(The data Opens)

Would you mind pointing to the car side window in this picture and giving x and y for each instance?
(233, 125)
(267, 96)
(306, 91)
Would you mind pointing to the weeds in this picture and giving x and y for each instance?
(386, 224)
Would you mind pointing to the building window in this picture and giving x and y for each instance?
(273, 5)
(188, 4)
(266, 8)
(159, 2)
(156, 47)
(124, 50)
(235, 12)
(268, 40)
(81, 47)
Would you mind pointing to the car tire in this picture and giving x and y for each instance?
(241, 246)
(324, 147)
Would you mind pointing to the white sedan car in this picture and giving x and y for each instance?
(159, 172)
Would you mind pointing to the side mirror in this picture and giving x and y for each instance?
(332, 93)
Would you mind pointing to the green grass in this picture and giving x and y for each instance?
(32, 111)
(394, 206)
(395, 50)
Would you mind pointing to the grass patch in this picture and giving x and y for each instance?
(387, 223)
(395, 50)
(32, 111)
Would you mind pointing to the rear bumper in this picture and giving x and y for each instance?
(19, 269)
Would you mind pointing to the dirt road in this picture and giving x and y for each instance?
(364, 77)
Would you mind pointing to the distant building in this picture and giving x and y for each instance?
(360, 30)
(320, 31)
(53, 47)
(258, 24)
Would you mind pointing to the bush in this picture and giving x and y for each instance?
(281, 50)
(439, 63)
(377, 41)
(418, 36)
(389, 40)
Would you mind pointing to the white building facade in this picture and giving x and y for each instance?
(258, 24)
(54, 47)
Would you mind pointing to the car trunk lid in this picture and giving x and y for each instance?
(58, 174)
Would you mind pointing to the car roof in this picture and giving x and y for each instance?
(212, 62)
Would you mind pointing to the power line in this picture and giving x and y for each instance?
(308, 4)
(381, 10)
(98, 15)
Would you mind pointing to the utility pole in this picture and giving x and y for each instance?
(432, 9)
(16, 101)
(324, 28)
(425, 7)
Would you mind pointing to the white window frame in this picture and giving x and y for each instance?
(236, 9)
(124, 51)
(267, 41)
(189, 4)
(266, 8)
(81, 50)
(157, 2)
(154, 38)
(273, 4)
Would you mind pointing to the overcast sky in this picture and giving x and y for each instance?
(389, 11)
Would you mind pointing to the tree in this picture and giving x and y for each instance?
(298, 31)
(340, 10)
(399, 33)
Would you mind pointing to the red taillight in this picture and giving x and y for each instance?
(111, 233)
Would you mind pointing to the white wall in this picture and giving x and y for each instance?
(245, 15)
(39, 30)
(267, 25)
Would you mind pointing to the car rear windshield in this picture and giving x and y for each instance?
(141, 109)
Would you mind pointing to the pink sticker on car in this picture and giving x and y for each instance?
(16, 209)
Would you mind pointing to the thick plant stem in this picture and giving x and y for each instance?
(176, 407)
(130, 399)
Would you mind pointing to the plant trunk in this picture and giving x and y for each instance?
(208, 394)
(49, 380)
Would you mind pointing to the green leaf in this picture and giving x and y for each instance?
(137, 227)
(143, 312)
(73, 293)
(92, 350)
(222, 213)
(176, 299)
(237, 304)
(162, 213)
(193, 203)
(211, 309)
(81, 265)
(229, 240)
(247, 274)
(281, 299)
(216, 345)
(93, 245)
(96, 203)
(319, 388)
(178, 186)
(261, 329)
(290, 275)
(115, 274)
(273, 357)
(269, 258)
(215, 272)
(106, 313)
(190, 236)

(The data Closes)

**What the task asks:**
Exactly the lines from the one with "Would you mind pointing to the plant" through the last line of the listing above must make up your answer.

**Solution for this exercise:**
Would you mind pointing to the plant trunk in this picture and giving x and y for each instance?
(208, 394)
(49, 380)
Would you mind pointing to the green leaf in this picture and giving x and y for each instance?
(137, 227)
(143, 312)
(73, 293)
(92, 350)
(222, 213)
(176, 299)
(237, 304)
(162, 213)
(193, 203)
(211, 309)
(81, 265)
(229, 240)
(247, 274)
(281, 299)
(216, 345)
(93, 245)
(96, 203)
(319, 388)
(178, 186)
(261, 329)
(290, 275)
(115, 274)
(273, 357)
(269, 258)
(215, 272)
(106, 313)
(190, 236)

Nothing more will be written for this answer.